#### [LIST OF TASKS]
- 1) Translate this sentence from the article on SQL's drawbacks into Spanish: "SQL’s tabular model is so dominant that many non-SQL projects end up adding an SQL-ish interface because users demand it."
- 2) Use the article on SQL's drawbacks to answer these questions:
(a) How many reasons does it give for wishing to quit SQL?
(b) Which movement was invented to break free from the old paradigm?
(c) At what scale does the relational model start to break down?

#### [TEXT]
# # # # #
For all its popularity and success, SQL is a study in paradox. It can be clunky and verbose, yet for developers, it is often the simplest, most direct way to extract the data we want. It can be lightning quick when a query is written correctly, and slow as molasses when the query misses the mark. It’s decades old, but flush with new, bolted on features.
These paradoxes don’t matter because the market has spoken: SQL is the first choice for many, even given newer and arguably more powerful options. Developers everywhere—from the smallest websites to the biggest mega corporations—know SQL. They rely on it to keep all their data organized.
SQL’s tabular model is so dominant that many non-SQL projects end up adding an SQL-ish interface because users demand it. This is even true of the NoSQL movement, which was invented to break free from the old paradigm. In the end, it seems, SQL won.
SQL’s limitations may not be enough to drive it into the dustbin of history. Developers may never rise up and migrate all their data away from SQL. But its problems are real enough to generate stress, add delays, and even require re-engineering for some projects.
Here are thirteen reasons we wish we could quit SQL, even though we probably won’t.
13 ways SQL makes things worse
- Tables don’t scale
- SQL isn’t JSON- or XML-native
- Marshalling is a big time-sink
- SQL doesn’t do real-time
- JOINs are a headache
- Columns are a waste of space
- Optimization only helps sometimes
- Denormalization treats tables like trash
- Bolted-on ideas can wreck your database
- SQL syntax is too fragile, yet not fragile enough
- Not everything is a table
- SQL is not so standard
- There are better options
Tables don’t scale
The relational model loves tables, so we just keep building them. This is fine for small or even normal-sized databases. But the model starts to break down at truly large scales.
# # # # #
#### [EXTRACTED MATERIAL]
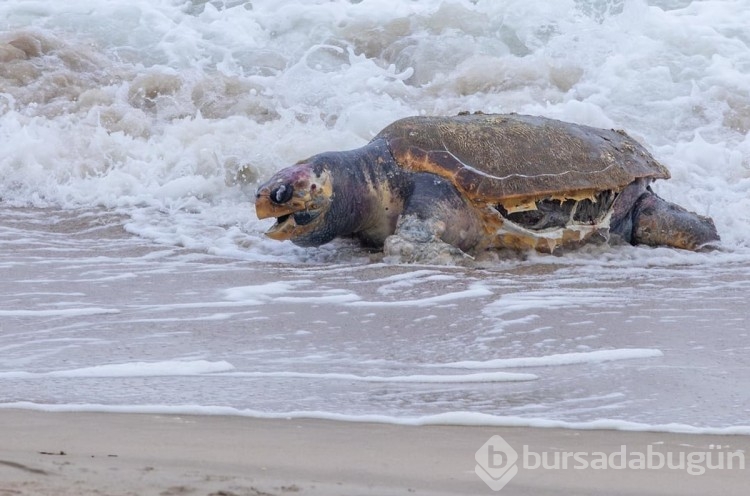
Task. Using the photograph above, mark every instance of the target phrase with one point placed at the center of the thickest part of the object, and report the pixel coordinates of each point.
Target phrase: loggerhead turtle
(473, 182)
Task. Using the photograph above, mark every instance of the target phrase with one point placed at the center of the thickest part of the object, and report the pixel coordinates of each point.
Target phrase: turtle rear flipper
(658, 222)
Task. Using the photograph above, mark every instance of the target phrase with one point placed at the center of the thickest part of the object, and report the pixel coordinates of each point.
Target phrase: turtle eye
(282, 194)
# # # # #
#### [RESULTS OF THE EXERCISE]
- 1) El modelo tabular de SQL es tan dominante que muchos proyectos que no son SQL acaban añadiendo una interfaz similar a SQL porque los usuarios la exigen.

- 2)
(a) Thirteen.
(b) The NoSQL movement.
(c) At truly large scales.